**Stated problem:** Rewrite every one of the rows below, substituting "biggest circle" for each occurrence of "largest circle". Leave everything else as it is.

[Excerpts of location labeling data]
--------------------
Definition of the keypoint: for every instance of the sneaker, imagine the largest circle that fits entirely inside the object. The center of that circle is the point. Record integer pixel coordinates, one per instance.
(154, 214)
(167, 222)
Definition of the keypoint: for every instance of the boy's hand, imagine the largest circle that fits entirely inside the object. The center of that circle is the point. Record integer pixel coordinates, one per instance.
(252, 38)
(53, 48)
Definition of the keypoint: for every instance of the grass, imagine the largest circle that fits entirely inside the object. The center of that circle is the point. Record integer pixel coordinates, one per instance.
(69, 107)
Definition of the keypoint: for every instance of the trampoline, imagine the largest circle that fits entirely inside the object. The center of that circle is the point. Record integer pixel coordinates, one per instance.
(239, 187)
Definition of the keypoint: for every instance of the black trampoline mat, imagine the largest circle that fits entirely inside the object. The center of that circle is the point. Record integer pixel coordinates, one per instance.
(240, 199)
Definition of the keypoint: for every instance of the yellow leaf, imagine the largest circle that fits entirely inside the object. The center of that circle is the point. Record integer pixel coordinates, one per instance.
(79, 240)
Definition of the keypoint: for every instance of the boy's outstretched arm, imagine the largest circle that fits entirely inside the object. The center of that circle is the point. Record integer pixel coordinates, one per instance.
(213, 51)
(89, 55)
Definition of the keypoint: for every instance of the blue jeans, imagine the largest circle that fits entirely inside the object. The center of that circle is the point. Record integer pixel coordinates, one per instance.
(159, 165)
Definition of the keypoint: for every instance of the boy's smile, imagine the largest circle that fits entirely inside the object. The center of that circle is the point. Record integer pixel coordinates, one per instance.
--------------------
**Output for this exercise:**
Definition of the keypoint: for every instance of the sneaker, imagine the biggest circle that fits entirely inside the object. The center of that circle is the point. Record integer pixel coordinates, one per instance.
(154, 214)
(167, 222)
Definition of the keypoint: for every instance of the boy's hand, imagine the biggest circle that fits entirely inside the object. The center of that circle is the point. Record integer pixel coordinates, one per instance.
(252, 38)
(53, 48)
Definition of the keypoint: for every instance of the grass, imagine the biggest circle that fits entirely inside the object. The center of that circle is the point. Record integer pixel coordinates, one per instance.
(69, 107)
Definition of the keypoint: for every instance of the trampoline, imagine the biggest circle that fits entirely inside the object. The center of that circle is the point. Record integer pixel coordinates, one per instance.
(239, 187)
Definition of the keypoint: for every instance of the black trampoline mat, imagine the biggest circle that fits entirely inside the object. The center of that circle is the point. Record integer pixel coordinates, one per instance.
(240, 199)
Definition of the keypoint: for every instance of the yellow leaf, imagine the biggest circle that fits entirely inside the object. The center of that circle is the point. Record integer pixel coordinates, one per instance.
(79, 240)
Definition of the keypoint: for every instance of the boy's outstretched arm, imagine the biggest circle that fits entirely inside the object. The center of that circle is the point. Record integer pixel coordinates, one per instance.
(213, 51)
(89, 55)
Definition of the keypoint: for every instance of the blue jeans, imagine the biggest circle that fits entirely inside the object. The center of that circle is the point. Record integer pixel coordinates, one per instance.
(159, 165)
Definition of the keypoint: for every instance of the boy's smile, imagine the biggest circle that fits entirely inside the object. The center of that circle is the point. Record integer pixel coordinates, one per instance.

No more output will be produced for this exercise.